Commenting on her retirement investing, advisor David Edwards, the founder of Heron Wealth in New York City and who, for the last 15 years, has counted Sydney Biddle Barrows aka "The Mayflower Madam" on his client roster — but not Little — says: "[Little] is taking a lot more risk than she understands. She reminds me of professional athletes who are making a ferocious amount of money now but who don't understand that their career is shorter than they think and that liquidity is more important than they think."
He continues. "[She] should have an account with six months' of emergency money in T-bills or CDs and another account — maybe bonds — for some specific five-year goal. She should also open a SEP IRA or a Roth SEP IRA."
And "real estate isn't a safe investment," Edwards says. "She should get a real estate broker license to know everything a real estate broker knows."
ThinkAdvisor recently interviewed Little, on the phone from her home near the Ranch. Just like the title character's self-appraisal in the movie "Working Girl," Little, it seems, has "a head for business and a bod for sin. Is there anything wrong with that?"
Here are excerpts from our interview:
THINKADVISOR: You've been a sex worker at the Moonlite Bunny Ranch for three years now. What's your career goal?
ALICE LITTLE: It's almost an obsession: I want to be the person that expands legalized sex work from Nevada to the rest of the United States. A regulated sex industry is a tremendous benefit to society and not just in terms of fiscal dollars and tax-base benefits.
How else?
Recent studies have shown that America is suffering from a loneliness epidemic. I want to make legalized sex worker companionship available in all 50 states. This would be a multimillion-dollar industry, much the same way that the marijuana industry ended up being a multibillion-dollar benefit.
You're the Bunny Ranch's top earning sex worker. What's the secret to your success?
I'm not motivated by money. I'm motivated by my desire to connect with people and make a change in their life that ends up having a positive impact far beyond the scope of the brief period of time I'm in their life. I'm able to give them amazing communication skills that they can apply to the rest of their life, not just in the bedroom.
Why did you create a "Million-Dollar Sex Work Business Plan" for yourself?
From the beginning, I decided to look at this as a potential career. The Plan was to prove that there was validity to this industry. It was a kind of road map and goal-setting of where I hoped to be at the end of one year and then three years and five years. I identified all the things that weren't happening in the industry and then started doing them.

Records supplied:
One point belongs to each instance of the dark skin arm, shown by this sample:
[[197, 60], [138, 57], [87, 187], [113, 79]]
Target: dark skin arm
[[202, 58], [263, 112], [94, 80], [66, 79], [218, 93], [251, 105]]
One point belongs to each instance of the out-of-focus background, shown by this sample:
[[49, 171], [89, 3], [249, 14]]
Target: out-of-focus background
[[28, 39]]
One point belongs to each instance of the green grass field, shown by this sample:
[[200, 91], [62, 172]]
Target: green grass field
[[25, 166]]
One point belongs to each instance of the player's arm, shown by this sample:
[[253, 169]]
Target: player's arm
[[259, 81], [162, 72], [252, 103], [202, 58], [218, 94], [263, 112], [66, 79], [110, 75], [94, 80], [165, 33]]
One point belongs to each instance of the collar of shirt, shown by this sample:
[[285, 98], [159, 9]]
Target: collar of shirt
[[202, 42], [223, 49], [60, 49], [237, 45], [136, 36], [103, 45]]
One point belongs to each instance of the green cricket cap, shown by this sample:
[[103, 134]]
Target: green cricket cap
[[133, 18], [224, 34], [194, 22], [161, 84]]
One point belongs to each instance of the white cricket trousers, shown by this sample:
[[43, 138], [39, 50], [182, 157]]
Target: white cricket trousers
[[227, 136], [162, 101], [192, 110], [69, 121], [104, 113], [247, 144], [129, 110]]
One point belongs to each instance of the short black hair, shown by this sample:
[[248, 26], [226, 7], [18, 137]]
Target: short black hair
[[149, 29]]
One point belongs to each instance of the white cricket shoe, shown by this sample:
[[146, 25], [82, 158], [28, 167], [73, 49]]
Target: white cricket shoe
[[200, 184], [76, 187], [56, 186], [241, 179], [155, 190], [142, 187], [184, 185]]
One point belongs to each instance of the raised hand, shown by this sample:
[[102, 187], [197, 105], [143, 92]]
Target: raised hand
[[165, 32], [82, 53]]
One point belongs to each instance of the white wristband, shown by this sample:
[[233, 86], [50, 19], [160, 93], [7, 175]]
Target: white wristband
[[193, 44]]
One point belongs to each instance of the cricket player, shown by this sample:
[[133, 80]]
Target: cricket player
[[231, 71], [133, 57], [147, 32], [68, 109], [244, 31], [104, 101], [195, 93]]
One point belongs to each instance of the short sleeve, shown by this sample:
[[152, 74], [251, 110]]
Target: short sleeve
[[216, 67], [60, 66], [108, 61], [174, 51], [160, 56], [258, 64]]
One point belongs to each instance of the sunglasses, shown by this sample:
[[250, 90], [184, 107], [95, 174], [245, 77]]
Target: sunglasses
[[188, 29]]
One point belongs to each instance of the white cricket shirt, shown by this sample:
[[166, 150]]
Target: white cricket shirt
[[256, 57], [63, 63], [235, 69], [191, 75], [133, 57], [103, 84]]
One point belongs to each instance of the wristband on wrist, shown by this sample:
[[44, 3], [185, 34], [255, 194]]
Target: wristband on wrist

Problems to solve:
(1) In the interview excerpt, how long has Alice Little been a sex worker at the Moonlite Bunny Ranch?
(2) Render the records from the line containing "cricket shoe, shown" up to and including the line containing "101], [195, 93]]" as a JSON list of strings, one string per line, with blank lines omitted.

Solutions to the tasks:
(1) Three years.

(2)
[
  "One point belongs to each instance of the white cricket shoe, shown by this sample:",
  "[[146, 25], [82, 158], [28, 167], [73, 49]]",
  "Target: white cricket shoe",
  "[[200, 184], [76, 187], [56, 186], [241, 179], [155, 190], [142, 187], [184, 185]]",
  "One point belongs to each instance of the raised hand, shown by this sample:",
  "[[102, 187], [197, 105], [143, 92]]",
  "Target: raised hand",
  "[[165, 32], [82, 53]]",
  "One point belongs to each instance of the white wristband, shown by this sample:",
  "[[233, 86], [50, 19], [160, 93], [7, 175]]",
  "Target: white wristband",
  "[[193, 44]]",
  "One point belongs to each instance of the cricket player, shown by this sample:",
  "[[133, 80]]",
  "Target: cricket player",
  "[[231, 71], [133, 57], [147, 32], [68, 109], [244, 31], [104, 101], [195, 93]]"
]